▶ [Data supplied]
::::

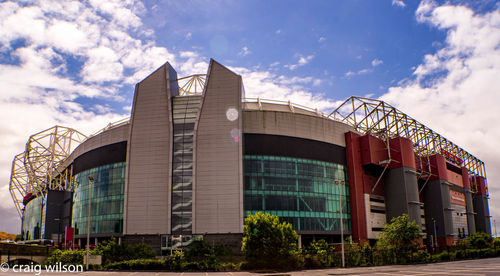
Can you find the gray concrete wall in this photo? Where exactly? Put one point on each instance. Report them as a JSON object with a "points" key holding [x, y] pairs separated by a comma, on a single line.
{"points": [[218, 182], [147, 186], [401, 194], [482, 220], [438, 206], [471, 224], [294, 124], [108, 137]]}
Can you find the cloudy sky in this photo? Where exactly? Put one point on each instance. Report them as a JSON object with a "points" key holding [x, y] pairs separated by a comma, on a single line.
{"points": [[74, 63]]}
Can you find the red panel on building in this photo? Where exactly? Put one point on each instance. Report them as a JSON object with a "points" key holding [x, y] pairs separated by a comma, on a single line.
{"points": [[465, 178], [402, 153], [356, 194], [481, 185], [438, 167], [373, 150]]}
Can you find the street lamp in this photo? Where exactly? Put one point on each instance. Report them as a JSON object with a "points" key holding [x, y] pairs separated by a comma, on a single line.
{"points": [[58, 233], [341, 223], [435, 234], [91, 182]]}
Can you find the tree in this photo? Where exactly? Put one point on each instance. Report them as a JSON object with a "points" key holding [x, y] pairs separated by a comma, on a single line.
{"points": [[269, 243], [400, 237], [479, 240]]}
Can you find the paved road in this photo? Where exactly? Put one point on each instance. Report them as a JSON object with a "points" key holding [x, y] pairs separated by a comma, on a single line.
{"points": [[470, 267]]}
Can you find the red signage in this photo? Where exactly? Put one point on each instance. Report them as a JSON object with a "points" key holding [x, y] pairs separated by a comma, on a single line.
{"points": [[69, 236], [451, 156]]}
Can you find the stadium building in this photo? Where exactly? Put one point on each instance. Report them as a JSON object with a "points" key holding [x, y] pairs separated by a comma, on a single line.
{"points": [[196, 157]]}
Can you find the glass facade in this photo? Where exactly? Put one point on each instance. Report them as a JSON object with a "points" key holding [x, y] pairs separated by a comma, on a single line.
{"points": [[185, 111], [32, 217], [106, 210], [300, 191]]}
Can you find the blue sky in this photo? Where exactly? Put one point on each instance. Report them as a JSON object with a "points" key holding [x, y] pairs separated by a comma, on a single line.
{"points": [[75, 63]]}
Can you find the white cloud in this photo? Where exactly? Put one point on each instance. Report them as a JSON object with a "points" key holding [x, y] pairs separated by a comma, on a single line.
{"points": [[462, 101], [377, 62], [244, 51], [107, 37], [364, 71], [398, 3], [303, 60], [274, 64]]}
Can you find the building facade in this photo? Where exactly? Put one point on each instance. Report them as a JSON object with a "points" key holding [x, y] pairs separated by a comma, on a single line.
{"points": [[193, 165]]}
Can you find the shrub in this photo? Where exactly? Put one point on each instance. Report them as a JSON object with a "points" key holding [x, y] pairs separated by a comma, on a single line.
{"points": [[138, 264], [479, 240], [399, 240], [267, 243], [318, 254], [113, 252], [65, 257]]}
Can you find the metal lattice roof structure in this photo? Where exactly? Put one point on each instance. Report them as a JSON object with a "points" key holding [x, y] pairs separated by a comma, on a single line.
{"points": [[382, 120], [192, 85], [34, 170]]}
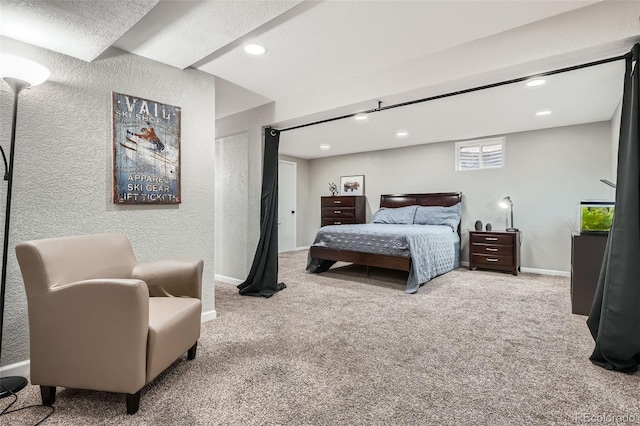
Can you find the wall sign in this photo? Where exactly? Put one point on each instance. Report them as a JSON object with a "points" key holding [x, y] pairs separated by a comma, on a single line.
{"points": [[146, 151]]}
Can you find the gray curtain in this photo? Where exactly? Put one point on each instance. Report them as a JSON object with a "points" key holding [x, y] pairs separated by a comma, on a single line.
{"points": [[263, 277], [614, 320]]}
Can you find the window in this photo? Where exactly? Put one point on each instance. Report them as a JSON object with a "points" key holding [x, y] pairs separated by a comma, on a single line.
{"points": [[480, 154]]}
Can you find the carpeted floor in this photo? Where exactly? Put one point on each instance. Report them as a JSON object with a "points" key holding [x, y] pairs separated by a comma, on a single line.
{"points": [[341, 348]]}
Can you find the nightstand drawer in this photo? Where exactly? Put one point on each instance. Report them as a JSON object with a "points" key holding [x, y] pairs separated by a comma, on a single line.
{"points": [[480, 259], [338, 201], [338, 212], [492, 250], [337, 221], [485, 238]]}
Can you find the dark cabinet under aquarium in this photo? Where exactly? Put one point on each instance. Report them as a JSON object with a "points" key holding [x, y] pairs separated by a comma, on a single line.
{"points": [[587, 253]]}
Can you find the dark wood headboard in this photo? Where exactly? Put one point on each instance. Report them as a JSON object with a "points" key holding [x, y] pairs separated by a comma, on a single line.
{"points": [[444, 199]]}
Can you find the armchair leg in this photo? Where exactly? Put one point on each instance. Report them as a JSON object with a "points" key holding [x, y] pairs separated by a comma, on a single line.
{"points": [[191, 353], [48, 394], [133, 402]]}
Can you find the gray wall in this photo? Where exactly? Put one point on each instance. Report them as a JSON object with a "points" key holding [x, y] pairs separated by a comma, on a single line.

::::

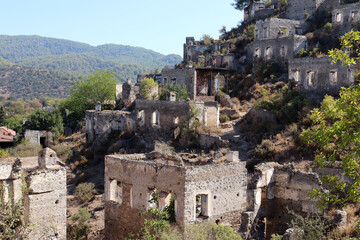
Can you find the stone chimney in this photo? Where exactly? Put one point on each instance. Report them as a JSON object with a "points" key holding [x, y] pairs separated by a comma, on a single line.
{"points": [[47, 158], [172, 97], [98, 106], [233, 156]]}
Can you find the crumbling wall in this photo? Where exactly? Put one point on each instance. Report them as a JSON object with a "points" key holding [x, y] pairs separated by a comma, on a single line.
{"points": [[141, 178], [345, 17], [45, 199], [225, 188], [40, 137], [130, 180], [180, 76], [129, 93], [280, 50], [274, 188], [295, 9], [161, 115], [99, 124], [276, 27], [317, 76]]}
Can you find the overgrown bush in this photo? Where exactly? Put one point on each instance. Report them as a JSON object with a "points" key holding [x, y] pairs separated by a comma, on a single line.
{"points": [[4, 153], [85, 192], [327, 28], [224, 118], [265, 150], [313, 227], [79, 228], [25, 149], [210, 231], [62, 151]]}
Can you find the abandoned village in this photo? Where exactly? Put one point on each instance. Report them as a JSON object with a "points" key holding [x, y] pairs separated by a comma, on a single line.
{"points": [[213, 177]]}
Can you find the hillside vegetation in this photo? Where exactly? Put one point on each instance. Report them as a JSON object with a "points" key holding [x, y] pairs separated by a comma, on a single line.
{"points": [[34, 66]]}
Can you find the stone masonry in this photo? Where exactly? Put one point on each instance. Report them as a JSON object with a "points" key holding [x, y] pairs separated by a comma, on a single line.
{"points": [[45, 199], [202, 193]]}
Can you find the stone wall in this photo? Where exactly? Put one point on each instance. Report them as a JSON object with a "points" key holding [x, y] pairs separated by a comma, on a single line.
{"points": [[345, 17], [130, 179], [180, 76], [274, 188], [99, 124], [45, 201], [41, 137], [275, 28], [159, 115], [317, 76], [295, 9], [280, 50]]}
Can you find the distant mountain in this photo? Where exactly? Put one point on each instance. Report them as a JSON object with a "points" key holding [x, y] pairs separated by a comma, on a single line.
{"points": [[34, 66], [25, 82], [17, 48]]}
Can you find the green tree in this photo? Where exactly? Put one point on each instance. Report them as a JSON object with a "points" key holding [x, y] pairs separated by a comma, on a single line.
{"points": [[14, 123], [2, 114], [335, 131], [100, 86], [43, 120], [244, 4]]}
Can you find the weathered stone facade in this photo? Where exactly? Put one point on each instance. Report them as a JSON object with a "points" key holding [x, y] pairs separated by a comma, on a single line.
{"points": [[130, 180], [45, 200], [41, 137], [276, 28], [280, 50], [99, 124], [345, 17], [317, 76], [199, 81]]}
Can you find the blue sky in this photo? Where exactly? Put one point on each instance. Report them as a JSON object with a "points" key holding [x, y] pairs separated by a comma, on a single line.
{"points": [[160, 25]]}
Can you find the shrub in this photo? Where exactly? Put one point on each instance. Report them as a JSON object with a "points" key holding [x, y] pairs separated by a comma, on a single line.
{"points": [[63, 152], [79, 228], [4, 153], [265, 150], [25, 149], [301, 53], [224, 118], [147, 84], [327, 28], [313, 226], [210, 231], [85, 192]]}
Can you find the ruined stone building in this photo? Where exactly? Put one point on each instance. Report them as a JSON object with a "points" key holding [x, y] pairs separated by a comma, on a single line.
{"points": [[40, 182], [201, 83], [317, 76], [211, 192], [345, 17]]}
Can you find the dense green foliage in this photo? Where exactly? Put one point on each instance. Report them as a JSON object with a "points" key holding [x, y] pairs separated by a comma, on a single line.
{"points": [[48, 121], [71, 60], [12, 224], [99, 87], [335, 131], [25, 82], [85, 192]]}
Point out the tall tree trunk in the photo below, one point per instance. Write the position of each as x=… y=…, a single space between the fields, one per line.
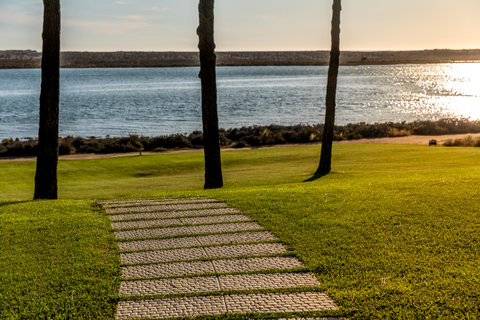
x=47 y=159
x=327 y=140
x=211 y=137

::::

▶ [Exercise brief] Copy word for word the stretch of entries above from the line that has "Can you find the dark wood" through the line that has "Can you find the gray wall", both ends included, and nothing outside it.

▶ [Finished exercise]
Can you find the dark wood headboard in this photo? Where exactly? Put one point on each instance. Report them as a JSON object with a "points" key holding [x, y] pairs separated by a comma, on a single line.
{"points": [[444, 199]]}
Can you find the armchair leg in this photo? Where exactly? Put one point on each instance. Report them as a JSON object with a "points" key holding [x, y] pairs separated by a comma, on a single line.
{"points": [[191, 353], [48, 394], [133, 402]]}
Can you find the gray wall in this photo? Where exactly? Put one point on each instance. Report them as a JSON object with a "points" key holding [x, y] pairs separated by a comma, on a single line.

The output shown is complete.